What you will do:
Count the lines in the records below that contain the word "short", and reply with the number alone.
----- Exercise material -----
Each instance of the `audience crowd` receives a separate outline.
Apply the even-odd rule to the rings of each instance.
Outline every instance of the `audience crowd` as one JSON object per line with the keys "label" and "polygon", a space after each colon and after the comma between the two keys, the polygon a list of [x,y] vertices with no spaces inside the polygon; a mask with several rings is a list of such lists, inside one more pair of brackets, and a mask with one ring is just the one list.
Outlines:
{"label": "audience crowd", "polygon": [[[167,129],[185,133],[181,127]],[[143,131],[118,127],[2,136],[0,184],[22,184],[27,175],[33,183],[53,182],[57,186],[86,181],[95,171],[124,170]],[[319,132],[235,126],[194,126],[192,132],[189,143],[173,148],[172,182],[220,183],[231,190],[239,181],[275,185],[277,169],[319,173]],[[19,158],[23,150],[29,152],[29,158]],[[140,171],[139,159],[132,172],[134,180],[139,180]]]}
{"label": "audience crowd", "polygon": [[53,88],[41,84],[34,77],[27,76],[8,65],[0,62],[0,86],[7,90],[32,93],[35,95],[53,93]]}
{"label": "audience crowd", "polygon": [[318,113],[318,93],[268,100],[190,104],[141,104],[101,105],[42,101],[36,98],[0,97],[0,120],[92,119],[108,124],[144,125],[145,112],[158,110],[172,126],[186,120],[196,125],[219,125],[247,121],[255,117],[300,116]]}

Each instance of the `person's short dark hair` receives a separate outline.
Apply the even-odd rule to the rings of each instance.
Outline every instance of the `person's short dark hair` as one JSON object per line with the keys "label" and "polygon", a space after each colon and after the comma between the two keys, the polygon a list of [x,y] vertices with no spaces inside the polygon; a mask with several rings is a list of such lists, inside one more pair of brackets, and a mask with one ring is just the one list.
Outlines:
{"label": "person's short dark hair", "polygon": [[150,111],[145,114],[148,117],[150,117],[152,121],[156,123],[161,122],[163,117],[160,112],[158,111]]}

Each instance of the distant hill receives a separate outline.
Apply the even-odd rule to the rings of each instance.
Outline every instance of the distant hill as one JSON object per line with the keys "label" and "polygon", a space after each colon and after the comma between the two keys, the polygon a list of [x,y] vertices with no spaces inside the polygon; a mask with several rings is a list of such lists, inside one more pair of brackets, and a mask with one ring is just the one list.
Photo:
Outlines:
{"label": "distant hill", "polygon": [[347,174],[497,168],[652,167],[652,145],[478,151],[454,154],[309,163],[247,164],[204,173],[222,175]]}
-----
Problem solution:
3